* [Exercise task]: Copy the records from the line containing "Target = neighboring house" through the line containing "x=197 y=210", both included, with each request kept, and offset every coordinate in the answers by adding 131 to it.

* [Data for this exercise]:
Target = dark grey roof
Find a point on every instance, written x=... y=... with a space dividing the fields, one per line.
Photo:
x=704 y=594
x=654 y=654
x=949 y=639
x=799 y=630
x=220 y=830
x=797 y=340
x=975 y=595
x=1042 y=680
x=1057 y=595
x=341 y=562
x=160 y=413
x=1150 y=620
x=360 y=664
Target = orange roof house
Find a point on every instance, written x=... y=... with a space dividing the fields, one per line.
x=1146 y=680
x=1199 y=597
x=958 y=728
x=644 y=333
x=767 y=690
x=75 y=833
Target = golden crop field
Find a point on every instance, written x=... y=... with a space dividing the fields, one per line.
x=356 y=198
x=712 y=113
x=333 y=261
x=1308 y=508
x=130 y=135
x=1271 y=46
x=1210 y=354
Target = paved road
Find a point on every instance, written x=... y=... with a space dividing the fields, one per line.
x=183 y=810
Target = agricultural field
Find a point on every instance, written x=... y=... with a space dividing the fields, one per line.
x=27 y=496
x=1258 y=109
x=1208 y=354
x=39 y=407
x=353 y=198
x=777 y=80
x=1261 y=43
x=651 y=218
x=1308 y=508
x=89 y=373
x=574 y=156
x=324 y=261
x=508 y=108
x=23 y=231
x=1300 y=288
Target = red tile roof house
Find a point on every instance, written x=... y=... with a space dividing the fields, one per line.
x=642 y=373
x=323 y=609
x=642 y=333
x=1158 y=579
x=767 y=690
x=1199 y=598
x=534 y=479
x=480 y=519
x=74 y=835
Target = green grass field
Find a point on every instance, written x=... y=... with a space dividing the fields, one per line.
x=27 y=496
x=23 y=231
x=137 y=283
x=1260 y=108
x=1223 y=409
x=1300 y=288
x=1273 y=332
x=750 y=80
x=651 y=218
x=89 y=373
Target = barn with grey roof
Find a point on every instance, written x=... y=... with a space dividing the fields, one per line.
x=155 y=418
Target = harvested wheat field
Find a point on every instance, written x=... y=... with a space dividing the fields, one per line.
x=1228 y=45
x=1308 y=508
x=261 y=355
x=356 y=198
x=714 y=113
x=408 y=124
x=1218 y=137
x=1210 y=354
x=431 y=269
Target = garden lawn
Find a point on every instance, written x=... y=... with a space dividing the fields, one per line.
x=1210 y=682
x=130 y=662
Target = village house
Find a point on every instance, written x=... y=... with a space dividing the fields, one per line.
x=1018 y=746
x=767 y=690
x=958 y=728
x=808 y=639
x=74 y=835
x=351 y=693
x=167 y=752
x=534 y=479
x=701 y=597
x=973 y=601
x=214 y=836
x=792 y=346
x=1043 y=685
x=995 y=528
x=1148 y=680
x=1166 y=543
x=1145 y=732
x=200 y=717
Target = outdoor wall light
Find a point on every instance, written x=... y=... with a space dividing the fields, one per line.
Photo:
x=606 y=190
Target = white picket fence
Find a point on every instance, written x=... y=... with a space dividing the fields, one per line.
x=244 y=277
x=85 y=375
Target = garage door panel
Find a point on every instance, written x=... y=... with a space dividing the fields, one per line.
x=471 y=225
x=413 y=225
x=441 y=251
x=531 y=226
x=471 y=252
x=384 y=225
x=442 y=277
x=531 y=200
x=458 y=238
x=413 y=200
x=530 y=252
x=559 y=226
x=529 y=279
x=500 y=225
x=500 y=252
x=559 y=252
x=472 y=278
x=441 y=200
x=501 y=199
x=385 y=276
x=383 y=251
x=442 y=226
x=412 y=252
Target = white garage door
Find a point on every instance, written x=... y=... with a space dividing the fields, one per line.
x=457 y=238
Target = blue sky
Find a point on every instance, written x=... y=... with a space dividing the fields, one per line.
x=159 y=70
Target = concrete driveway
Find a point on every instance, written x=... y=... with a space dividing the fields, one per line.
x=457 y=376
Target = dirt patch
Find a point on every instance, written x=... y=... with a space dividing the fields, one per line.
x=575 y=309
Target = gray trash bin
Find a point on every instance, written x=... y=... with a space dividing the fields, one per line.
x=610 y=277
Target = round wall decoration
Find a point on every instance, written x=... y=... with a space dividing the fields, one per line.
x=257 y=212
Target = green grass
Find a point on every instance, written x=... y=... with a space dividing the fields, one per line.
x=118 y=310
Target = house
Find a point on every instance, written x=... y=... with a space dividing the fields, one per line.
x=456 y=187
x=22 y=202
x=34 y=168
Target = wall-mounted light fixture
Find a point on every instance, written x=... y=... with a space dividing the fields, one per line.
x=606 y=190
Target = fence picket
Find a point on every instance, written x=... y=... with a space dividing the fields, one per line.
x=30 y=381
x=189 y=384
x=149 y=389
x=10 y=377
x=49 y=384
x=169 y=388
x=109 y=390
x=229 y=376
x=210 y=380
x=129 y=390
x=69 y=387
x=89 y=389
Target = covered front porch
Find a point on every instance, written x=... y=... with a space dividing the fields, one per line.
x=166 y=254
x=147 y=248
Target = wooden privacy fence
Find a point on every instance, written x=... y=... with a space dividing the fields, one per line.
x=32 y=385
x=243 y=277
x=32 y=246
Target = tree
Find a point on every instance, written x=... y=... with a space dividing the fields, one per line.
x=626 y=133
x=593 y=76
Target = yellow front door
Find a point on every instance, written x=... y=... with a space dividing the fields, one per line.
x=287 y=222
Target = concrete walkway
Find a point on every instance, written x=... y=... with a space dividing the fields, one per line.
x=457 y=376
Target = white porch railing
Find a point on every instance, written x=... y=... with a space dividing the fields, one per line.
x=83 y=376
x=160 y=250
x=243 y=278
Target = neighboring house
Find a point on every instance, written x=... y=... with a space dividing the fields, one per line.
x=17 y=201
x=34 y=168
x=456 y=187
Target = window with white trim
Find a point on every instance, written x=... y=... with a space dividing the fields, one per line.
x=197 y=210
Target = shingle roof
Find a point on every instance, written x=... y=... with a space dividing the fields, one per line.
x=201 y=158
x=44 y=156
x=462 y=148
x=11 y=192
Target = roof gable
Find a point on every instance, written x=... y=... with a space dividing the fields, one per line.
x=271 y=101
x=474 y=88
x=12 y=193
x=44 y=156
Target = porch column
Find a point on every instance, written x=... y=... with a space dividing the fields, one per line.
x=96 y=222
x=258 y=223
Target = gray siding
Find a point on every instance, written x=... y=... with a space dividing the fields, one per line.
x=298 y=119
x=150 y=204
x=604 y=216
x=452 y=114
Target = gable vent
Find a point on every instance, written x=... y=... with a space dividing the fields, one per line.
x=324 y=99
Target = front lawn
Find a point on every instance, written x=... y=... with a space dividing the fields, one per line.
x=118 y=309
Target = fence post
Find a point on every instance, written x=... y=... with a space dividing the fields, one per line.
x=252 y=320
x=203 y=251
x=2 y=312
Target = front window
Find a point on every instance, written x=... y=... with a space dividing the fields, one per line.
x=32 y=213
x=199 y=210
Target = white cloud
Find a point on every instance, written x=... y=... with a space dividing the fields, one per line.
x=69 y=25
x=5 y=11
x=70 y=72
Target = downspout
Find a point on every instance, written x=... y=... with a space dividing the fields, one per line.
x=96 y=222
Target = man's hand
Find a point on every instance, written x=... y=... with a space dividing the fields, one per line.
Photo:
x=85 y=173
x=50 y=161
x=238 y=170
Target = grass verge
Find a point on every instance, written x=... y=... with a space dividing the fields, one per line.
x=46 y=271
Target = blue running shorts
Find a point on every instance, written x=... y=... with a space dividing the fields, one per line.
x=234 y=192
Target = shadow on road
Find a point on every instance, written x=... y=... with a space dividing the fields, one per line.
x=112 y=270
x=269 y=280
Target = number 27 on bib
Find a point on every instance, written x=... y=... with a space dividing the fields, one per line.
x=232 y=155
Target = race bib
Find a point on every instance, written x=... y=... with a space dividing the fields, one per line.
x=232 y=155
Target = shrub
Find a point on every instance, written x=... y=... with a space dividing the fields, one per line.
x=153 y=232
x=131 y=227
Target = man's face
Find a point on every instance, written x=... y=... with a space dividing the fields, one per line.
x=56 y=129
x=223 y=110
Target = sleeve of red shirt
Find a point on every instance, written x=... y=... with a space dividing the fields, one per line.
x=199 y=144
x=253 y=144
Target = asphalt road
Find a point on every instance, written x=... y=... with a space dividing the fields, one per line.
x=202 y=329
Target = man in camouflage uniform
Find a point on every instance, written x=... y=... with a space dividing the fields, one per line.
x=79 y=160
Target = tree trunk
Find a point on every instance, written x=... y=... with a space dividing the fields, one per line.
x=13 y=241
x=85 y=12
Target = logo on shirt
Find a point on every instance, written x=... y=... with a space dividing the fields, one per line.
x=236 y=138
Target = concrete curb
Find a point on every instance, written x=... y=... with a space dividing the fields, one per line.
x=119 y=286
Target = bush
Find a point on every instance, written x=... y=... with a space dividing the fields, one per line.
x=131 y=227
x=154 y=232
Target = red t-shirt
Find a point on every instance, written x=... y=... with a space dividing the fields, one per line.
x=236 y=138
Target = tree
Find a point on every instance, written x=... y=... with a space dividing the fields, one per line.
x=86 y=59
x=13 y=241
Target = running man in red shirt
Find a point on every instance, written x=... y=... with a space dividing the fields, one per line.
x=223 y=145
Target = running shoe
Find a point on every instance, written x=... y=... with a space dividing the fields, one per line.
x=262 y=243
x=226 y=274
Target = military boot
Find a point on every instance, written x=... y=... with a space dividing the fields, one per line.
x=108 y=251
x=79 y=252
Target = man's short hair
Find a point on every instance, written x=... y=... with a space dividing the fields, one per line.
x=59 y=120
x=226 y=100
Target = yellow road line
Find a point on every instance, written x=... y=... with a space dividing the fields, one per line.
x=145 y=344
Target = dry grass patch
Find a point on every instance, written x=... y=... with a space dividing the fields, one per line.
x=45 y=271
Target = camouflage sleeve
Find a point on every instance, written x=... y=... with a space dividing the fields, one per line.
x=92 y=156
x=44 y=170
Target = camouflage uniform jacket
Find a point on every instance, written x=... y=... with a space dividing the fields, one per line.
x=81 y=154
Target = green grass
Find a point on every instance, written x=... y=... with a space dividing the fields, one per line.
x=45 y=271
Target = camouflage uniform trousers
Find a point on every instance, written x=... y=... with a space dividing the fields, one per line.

* [Result of this exercise]:
Target = neighboring house
Find a point on every instance, written x=... y=... with a space dividing the fields, one per line.
x=148 y=332
x=165 y=299
x=587 y=318
Target = window with white trim
Find a point on every instance, written x=... y=... with a space dividing the fields, one per line.
x=328 y=341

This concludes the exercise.